> **DIRECTION**: Return every line below that contains the word "window".

> **Records from a point annotation dataset**:

____________

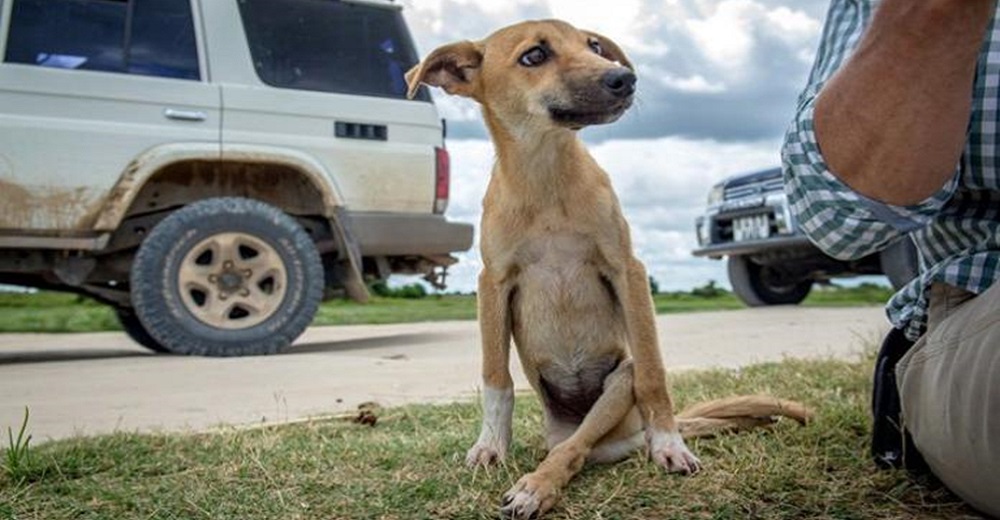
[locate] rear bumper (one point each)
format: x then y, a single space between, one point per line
396 234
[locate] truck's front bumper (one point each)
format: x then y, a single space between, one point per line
395 234
753 246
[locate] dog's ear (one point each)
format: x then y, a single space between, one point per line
453 67
610 50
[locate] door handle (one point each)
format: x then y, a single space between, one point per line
185 115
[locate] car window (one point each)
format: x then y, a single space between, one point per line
145 37
330 46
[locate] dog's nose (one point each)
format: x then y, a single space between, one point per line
620 82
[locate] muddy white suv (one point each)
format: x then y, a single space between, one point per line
213 168
770 261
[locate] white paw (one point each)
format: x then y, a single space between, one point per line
529 498
485 454
668 450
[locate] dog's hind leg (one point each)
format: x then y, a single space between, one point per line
666 446
539 490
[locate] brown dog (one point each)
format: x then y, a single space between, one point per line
559 275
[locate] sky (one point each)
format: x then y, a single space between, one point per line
718 82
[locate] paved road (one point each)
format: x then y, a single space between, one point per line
102 382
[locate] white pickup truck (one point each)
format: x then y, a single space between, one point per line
213 168
770 260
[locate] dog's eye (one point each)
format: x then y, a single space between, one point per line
595 46
533 57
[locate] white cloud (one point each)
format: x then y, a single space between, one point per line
725 37
694 84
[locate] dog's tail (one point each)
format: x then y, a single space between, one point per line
737 413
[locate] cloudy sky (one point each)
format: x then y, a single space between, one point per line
718 80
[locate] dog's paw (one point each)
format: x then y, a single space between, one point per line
530 497
484 454
668 450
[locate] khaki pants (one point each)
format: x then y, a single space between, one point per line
949 387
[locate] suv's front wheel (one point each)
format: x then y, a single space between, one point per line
758 285
226 277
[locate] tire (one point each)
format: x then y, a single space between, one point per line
134 328
756 285
900 262
226 277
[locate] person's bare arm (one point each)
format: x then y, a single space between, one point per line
892 122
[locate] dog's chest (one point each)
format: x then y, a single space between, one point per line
563 306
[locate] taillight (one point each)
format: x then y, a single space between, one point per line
442 180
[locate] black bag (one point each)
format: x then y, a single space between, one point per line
892 447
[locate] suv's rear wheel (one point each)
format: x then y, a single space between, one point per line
226 277
758 285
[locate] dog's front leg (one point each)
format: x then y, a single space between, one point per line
498 387
666 446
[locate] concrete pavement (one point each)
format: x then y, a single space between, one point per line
84 384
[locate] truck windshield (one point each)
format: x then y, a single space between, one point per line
330 46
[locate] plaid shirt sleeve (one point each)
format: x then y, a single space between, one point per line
841 222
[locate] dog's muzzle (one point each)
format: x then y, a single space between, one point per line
596 102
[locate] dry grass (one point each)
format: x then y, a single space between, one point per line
409 467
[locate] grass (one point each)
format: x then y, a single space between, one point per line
17 457
59 312
409 466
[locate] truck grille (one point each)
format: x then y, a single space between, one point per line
750 190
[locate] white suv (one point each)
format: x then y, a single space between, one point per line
212 168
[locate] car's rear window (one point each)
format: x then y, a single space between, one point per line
330 46
146 37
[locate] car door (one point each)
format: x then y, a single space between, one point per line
87 86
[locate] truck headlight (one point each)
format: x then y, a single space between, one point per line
701 231
716 194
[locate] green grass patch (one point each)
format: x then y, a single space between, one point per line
60 312
409 466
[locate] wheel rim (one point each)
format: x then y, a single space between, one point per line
232 281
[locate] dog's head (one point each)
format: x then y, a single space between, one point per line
540 72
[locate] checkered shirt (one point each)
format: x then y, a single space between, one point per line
956 231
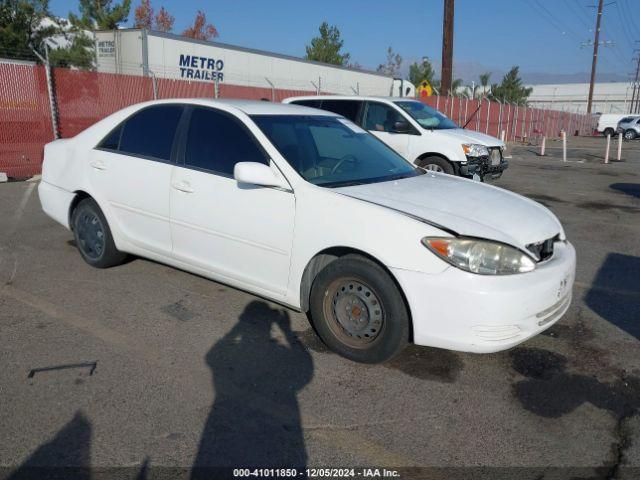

____________

> **ANSWER FOR THIS EXERCISE**:
[locate] car window (one point each)
[locate] car's rear window (one point each)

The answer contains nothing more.